* **DIRECTIONS**
a – Decide whether each statement agrees with the article on radiotherapy for cancer that has spread to the brain: (i) the CNIO research team is led by Dr Manuel Valiente; (ii) the RAGE inhibitor cannot reach the brain; (iii) solid tumours spread to the central nervous system in more than half of cases. For each, answer yes or no and quote the words of the article that decide it.
b – According to the article on radiotherapy for cancer that has spread to the brain, how much did the woman from Glasgow raise for Dr Manuel Valiente's research project?

* **DOCUMENT SEGMENT**
___

Improving radiotherapy for people with cancer that has spread to the brain

Our researchers in Spain have made a potentially lifesaving discovery of a new drug that could be used to make radiotherapy work for patients whose cancer is currently resistant to the treatment. And their work has also led to a clinical study for a blood test that could help doctors identify patients with brain cancer who will benefit the most from radiotherapy.

We are very excited about the findings of this study and specifically the drug we have found. We really hope that what we have discovered will lead to a new way to personalise the use of radiotherapy that maximises the benefits for each patient.

Dr Manuel Valiente CNIO, Spain

When cancer progresses, it often spreads to the brain, where it becomes much more difficult to treat.

In patients with solid tumours such as lung cancer, breast cancer or melanoma, it eventually spreads to the central nervous system in 20-40% of cases. Unfortunately, most patients pass away within 12 months of finding out this has happened.

Radiotherapy is considered the gold standard treatment for tumours that have spread to the brain from elsewhere in the body, but in many cases, these tumours are resistant to treatment. Understanding why this resistance to radiotherapy occurs and how to prevent it would help patients get access to better, more effective treatments that could improve survival of people with advanced cancers.

Researchers at the Spanish National Cancer Research Centre (CNIO), led by Dr Manuel Valiente, have uncovered how cancer cells that have spread to the brain are able to resist the effects of radiotherapy. The study reveals a new biomarker that could be detected in a simple blood test to indicate whether a patient will respond to radiotherapy.

The researchers also discovered a specific type of drug, called a RAGE inhibitor, which can enter the brain and reverse the resistance to radiotherapy. 

Combining the blood test with the new drug could help personalise radiotherapy by identifying people who would benefit from the drug prior to treatment.

Clinical studies are now being started by the team to validate their findings in people. This discovery wouldn’t be possible without Worldwide Cancer Research’s generous and supportive ‘Curestarters’ – donors who help start new cures for cancer – like a woman from Glasgow who raised over £6000 for Dr Manuel Valiente’s research project.

___

* **EXCERPTED RECORDS**

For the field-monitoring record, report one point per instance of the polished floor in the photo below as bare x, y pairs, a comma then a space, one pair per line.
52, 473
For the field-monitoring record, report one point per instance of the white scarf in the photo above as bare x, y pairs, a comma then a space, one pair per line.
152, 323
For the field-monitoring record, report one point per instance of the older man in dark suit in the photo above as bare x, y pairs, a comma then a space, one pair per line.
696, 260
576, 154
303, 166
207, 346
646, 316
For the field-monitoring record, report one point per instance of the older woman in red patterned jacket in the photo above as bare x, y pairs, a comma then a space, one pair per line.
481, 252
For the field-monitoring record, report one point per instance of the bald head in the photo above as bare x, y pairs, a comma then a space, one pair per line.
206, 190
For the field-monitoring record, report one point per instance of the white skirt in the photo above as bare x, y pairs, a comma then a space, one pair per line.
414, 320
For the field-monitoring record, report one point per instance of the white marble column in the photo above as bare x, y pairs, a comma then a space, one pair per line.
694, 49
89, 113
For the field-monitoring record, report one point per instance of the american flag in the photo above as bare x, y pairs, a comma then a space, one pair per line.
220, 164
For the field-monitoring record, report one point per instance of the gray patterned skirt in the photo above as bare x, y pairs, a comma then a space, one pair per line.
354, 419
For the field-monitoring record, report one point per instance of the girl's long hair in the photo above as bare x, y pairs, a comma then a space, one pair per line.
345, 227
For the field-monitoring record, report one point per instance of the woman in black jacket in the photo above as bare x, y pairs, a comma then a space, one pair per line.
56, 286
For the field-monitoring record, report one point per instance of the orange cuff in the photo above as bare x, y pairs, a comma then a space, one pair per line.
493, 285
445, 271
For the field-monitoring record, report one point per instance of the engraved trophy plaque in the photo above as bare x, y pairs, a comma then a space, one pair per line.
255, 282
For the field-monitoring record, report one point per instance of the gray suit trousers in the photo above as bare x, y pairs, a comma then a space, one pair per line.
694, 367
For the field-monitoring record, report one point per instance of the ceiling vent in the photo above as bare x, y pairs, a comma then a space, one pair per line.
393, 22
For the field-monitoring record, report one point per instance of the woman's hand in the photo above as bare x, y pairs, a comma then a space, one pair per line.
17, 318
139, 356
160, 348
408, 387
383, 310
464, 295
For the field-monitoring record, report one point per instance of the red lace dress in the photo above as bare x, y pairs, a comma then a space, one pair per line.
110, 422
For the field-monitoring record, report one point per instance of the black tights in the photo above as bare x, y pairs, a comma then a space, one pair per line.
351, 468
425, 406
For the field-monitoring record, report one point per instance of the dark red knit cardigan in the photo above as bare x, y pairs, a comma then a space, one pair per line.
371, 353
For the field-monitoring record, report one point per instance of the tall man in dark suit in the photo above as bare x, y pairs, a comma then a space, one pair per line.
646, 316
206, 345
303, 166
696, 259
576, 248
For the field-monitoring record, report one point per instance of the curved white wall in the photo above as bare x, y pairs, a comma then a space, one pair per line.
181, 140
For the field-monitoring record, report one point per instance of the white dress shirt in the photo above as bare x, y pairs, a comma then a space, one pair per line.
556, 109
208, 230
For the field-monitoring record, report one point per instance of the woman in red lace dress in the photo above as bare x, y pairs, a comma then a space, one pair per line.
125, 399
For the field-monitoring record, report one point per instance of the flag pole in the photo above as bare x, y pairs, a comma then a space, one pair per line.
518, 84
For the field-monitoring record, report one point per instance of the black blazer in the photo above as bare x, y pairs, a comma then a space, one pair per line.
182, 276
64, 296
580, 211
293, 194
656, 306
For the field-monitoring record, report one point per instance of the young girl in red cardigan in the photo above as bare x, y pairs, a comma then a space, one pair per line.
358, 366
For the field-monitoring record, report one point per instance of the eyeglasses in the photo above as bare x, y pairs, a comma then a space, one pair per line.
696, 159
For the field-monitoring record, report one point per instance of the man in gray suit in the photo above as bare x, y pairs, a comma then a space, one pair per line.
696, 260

___

* **ANSWERS BY TASK**
a –
(i) Yes: "led by Dr Manuel Valiente"
(ii) No: "which can enter the brain and reverse the resistance to radiotherapy"
(iii) No: "in 20-40% of cases"

b – Over £6000.